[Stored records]
■ ■ ■ ■
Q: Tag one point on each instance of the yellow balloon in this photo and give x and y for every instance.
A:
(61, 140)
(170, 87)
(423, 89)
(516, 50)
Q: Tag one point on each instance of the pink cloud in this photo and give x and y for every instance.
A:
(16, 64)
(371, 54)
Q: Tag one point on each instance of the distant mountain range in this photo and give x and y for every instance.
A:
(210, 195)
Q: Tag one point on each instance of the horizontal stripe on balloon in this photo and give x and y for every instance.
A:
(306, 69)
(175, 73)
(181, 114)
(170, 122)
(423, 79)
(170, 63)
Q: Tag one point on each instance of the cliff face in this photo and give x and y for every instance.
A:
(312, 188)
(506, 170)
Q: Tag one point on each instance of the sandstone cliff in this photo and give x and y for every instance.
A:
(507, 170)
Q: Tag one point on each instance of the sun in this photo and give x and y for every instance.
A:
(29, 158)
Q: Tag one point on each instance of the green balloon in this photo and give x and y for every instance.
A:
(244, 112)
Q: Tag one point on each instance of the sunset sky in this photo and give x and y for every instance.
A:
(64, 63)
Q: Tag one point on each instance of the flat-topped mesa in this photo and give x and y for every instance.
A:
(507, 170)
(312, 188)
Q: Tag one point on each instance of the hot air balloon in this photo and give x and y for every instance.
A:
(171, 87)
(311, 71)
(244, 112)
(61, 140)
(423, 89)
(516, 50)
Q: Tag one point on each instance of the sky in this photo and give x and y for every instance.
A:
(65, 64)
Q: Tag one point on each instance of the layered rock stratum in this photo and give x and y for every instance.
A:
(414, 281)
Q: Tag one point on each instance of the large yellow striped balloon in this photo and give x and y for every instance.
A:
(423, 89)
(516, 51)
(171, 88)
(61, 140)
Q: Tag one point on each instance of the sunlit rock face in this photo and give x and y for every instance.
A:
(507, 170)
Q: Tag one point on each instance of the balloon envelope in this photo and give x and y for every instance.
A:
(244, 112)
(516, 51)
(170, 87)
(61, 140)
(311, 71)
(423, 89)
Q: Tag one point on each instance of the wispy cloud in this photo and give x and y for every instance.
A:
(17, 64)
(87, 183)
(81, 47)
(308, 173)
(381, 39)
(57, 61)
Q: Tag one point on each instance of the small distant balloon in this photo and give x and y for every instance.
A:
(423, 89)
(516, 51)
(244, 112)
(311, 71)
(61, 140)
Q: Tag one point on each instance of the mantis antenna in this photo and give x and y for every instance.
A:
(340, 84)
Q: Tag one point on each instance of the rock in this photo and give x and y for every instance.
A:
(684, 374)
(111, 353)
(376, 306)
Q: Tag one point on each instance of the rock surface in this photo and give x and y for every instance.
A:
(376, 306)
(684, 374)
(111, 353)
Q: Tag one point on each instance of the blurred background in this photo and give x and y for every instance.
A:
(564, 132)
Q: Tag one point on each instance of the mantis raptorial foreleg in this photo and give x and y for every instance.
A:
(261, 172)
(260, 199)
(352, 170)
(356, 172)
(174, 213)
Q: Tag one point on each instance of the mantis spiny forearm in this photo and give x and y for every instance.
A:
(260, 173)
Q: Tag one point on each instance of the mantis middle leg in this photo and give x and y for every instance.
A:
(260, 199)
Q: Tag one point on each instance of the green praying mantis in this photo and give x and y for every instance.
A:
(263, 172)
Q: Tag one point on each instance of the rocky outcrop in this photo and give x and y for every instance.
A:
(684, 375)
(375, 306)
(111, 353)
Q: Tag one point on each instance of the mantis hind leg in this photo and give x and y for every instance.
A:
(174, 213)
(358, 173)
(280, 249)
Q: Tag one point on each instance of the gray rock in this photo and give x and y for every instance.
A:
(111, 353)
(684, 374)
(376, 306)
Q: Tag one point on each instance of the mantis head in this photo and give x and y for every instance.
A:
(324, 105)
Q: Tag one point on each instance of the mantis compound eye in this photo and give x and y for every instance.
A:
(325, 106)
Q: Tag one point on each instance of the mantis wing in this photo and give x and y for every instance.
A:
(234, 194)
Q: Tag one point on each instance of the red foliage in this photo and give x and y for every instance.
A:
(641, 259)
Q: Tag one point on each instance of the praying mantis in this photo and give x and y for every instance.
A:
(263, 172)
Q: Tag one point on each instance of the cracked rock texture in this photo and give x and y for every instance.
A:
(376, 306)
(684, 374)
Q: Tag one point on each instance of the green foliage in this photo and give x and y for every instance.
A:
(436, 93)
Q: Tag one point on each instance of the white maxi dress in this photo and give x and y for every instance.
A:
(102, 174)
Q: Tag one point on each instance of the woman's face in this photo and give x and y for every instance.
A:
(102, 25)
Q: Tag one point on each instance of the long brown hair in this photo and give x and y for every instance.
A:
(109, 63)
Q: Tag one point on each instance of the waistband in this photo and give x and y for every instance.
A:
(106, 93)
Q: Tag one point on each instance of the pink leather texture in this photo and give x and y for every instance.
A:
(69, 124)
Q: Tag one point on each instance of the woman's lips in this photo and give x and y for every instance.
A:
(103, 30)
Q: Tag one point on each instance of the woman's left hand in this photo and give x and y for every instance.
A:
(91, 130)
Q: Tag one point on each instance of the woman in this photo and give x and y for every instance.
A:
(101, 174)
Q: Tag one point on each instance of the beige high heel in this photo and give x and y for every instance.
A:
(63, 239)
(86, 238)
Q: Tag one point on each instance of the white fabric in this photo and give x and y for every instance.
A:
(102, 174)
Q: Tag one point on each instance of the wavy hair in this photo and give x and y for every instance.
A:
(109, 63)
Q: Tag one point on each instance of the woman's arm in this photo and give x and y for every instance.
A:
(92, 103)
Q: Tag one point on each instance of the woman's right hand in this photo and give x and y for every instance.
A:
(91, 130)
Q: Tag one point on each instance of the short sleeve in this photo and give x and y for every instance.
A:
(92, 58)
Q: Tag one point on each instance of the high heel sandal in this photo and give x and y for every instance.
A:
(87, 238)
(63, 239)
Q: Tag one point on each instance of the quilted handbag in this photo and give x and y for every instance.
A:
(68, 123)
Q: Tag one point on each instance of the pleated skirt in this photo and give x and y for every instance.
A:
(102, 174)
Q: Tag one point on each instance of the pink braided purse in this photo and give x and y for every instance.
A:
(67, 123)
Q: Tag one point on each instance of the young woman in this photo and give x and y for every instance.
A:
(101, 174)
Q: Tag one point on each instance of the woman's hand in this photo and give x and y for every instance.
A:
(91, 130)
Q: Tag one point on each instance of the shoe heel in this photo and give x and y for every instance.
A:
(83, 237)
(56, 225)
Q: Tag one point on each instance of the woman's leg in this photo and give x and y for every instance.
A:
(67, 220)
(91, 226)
■ ■ ■ ■
- Task prompt:
The entries shown above must be reproduced in full, exactly as written.

- Reply:
Q: Tag one point on each instance of the yellow balloon in this photo and give x and y for every instance.
A:
(61, 140)
(170, 87)
(423, 89)
(516, 50)
Q: Tag one point on each instance of the pink cloud in this photo and give x and y for every instance.
A:
(16, 64)
(371, 54)
Q: Tag one point on each instance of the distant mountain range in this photo and give x and y for every instance.
A:
(210, 195)
Q: Tag one point on each instance of the horizontal stripe on balloon in this photo and give x and y for every instance.
A:
(306, 69)
(175, 73)
(181, 114)
(170, 122)
(423, 79)
(170, 63)
Q: Tag one point on each instance of the cliff face in this photo and give x and y for every instance.
A:
(312, 188)
(506, 170)
Q: Tag one point on each instance of the sandstone cliff in this photo and give x and y for every instance.
A:
(507, 170)
Q: Tag one point on each instance of the sun in this photo and give x and y for every instance.
A:
(29, 158)
Q: Tag one point on each instance of the green balloon in this photo and give x and y for every instance.
A:
(244, 112)
Q: Tag one point on each instance of the sunset sky in this photo and give x and y for every instance.
A:
(64, 63)
Q: Tag one point on each instance of the flat-topped mesa in this photo and give x and y for every instance.
A:
(507, 170)
(312, 188)
Q: Tag one point on each instance of the hot air balloon in this photo and give x and y for every instance.
A:
(171, 87)
(311, 71)
(244, 112)
(61, 140)
(423, 89)
(516, 50)
Q: Tag one point on each instance of the sky in this photo and give x and y for every instance.
A:
(65, 64)
Q: Tag one point on each instance of the layered rock stratum in this photo and give x and y for every instance.
A:
(414, 281)
Q: Tag one point on each instance of the large yellow striped balloon in this photo and give x and y for every instance.
A:
(423, 89)
(516, 51)
(171, 88)
(61, 140)
Q: Tag one point on each instance of the sunlit rock face in this photo and give x and y for every instance.
A:
(507, 170)
Q: Tag one point on each instance of the balloon envelope in this photo and give x and y for every instance.
A:
(244, 112)
(516, 51)
(170, 87)
(61, 140)
(311, 71)
(423, 89)
Q: Tag one point on each instance of the wispy cloud in this photo and give x and y for every instance.
A:
(17, 64)
(87, 183)
(81, 47)
(308, 173)
(381, 39)
(57, 61)
Q: Tag one point on each instance of the small distant balloon in this photo and give x and y for every instance.
A:
(423, 89)
(516, 51)
(244, 112)
(311, 71)
(61, 140)
Q: Tag one point on each instance of the mantis antenna in this photo and give x and y for every instance.
A:
(340, 84)
Q: Tag one point on each instance of the rock in this photo and give x and y for every instance.
A:
(684, 374)
(111, 353)
(376, 306)
Q: Tag one point on each instance of the rock surface in this photo and give x and y for every instance.
A:
(376, 306)
(684, 374)
(111, 353)
Q: Tag one point on each instance of the blurred background in this photo and give x and y for every instance.
A:
(564, 132)
Q: Tag one point on each instance of the mantis raptorial foreleg in this photo and give x and y for every instance.
A:
(261, 172)
(260, 199)
(352, 170)
(356, 172)
(174, 213)
Q: Tag one point on each instance of the mantis spiny forearm in this photo and give x and y for every instance.
A:
(260, 173)
Q: Tag one point on each instance of the mantis middle leg in this photo and give x and y for every instance.
A:
(260, 199)
Q: Tag one point on each instance of the green praying mantis in this photo and give x and y for every instance.
A:
(263, 172)
Q: Tag one point on each instance of the rocky outcrop in this photo and give x and y for every instance.
A:
(684, 375)
(375, 306)
(111, 353)
Q: Tag one point on each instance of the mantis hind leg in this photo and give x and y for every instance.
A:
(174, 213)
(358, 173)
(280, 249)
Q: Tag one point on each instance of the gray rock in this photo and give x and y for every instance.
A:
(111, 353)
(684, 374)
(376, 306)
Q: Tag one point on each instance of the mantis head in this photo and give x and y for every instance.
A:
(324, 105)
Q: Tag one point on each instance of the mantis compound eye in this photo and give x and y for every instance.
A:
(325, 106)
Q: Tag one point on each instance of the mantis wing in this photo and give x and y for every instance.
A:
(234, 194)
Q: Tag one point on each instance of the red foliage in this photo and give x and y for every instance.
A:
(641, 259)
Q: Tag one point on each instance of the praying mantis in this photo and give x and y for every instance.
A:
(263, 172)
Q: Tag one point on each instance of the cracked rock texture in this photo and give x and y for every instance.
A:
(376, 306)
(684, 374)
Q: Tag one point on each instance of the green foliage in this photo and give x and y for every instance.
A:
(436, 93)
Q: Tag one point on each instance of the white maxi dress in this photo and give x and y for every instance.
A:
(102, 174)
Q: Tag one point on each instance of the woman's face in this photo and give x and y for every instance.
A:
(102, 25)
Q: Tag one point on each instance of the long brown hair in this photo and give x and y for every instance.
A:
(109, 63)
Q: Tag one point on each instance of the waistband in this photo and give x and y for every instance.
A:
(106, 93)
Q: Tag one point on each instance of the pink leather texture in this photo and give x and y for every instance.
A:
(69, 124)
Q: Tag one point on each instance of the woman's lips in this photo and give x and y for every instance.
A:
(103, 30)
Q: Tag one point on each instance of the woman's left hand in this photo and give x and y for every instance.
A:
(91, 130)
Q: Tag one point on each instance of the woman in this photo and give x and y for every instance.
A:
(101, 174)
Q: Tag one point on each instance of the beige high heel in this photo and give x and y for every instance.
A:
(63, 239)
(86, 238)
Q: Tag one point on each instance of the white fabric in this photo and give x and y for every instance.
A:
(102, 174)
Q: Tag one point on each instance of the wavy hair in this photo and give x and y for every instance.
A:
(109, 63)
Q: Tag one point on each instance of the woman's arm in this photo and give x and y for every instance.
A:
(92, 103)
Q: Tag one point on each instance of the woman's right hand in this photo and give x and y for every instance.
A:
(91, 130)
Q: Tag one point on each instance of the short sleeve in this photo and give x and y for every instance.
A:
(92, 58)
Q: Tag one point on each instance of the high heel sandal in this photo and give x and y for every instance.
A:
(87, 238)
(63, 239)
Q: Tag one point on each instance of the quilted handbag in this photo and give x and y for every instance.
A:
(68, 123)
Q: Tag one point on each instance of the pleated skirt in this photo and give x and y for every instance.
A:
(102, 174)
Q: Tag one point on each instance of the pink braided purse in this photo and give x and y for every instance.
A:
(67, 123)
Q: Tag one point on each instance of the young woman in this photo and give x and y for every instance.
A:
(101, 174)
Q: Tag one point on each instance of the woman's hand in this photo and give x and y for every instance.
A:
(91, 130)
Q: Tag one point on each instance of the shoe heel in this photo and give x and y for every instance.
A:
(83, 237)
(56, 225)
Q: Tag one point on each instance of the woman's leg in this photo and give x and y for every instance.
A:
(67, 220)
(91, 226)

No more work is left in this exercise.